• [Short task]
Output the lines of material running from the line holding "form [(764, 26)]." through the line holding "[(74, 684), (515, 38), (453, 103), (251, 729), (793, 281)]", both included, reproduced verbatim. Give only those lines.

• [Listing]
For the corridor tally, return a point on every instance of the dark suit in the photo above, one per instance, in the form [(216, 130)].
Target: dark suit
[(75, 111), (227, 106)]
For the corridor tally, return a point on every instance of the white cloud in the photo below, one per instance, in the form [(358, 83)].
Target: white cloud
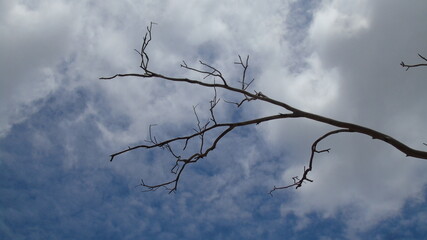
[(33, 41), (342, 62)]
==
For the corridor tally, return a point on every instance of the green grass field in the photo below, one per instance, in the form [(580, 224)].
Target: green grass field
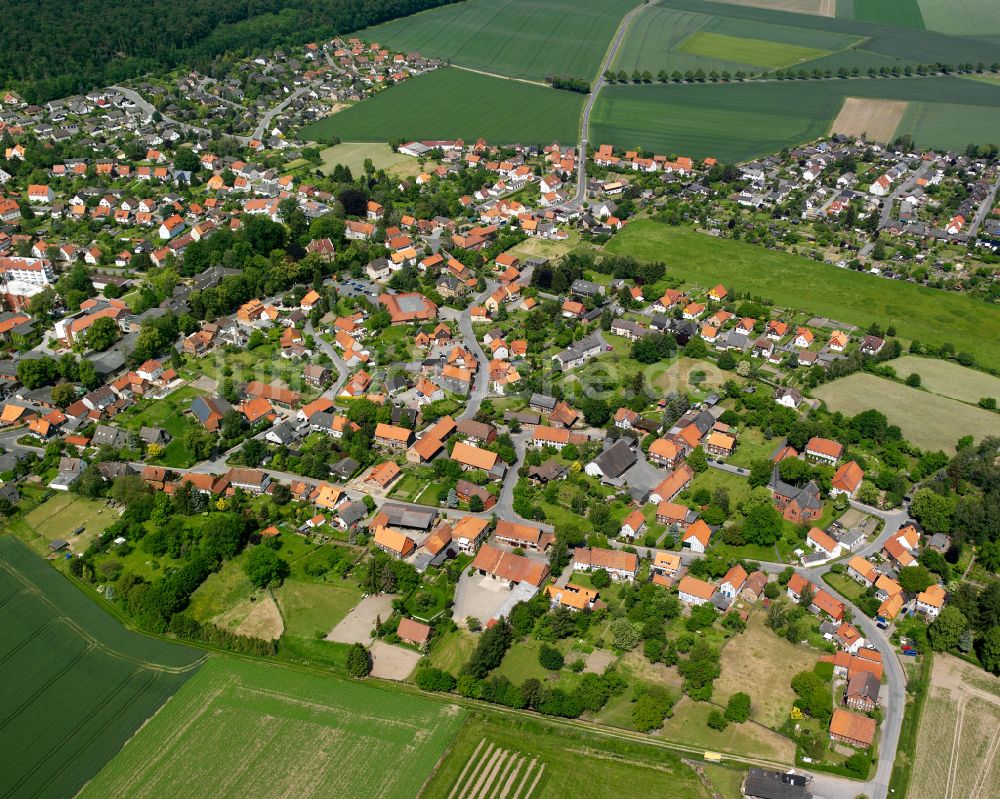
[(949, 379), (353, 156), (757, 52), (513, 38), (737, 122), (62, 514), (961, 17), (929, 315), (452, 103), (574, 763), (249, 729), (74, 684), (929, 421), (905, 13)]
--
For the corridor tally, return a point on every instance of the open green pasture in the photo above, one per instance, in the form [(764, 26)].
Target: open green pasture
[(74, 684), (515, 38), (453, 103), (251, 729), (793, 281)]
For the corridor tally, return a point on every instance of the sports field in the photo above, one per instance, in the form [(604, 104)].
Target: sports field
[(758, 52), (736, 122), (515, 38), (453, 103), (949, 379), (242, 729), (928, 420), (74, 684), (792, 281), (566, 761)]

• [Solution to this task]
For the corridor tally, return a point on every instance of the open green pasture in the photo above, one per instance, in the form [(764, 26)].
Target: open green pasture
[(74, 684), (515, 38), (453, 103), (251, 729), (793, 281)]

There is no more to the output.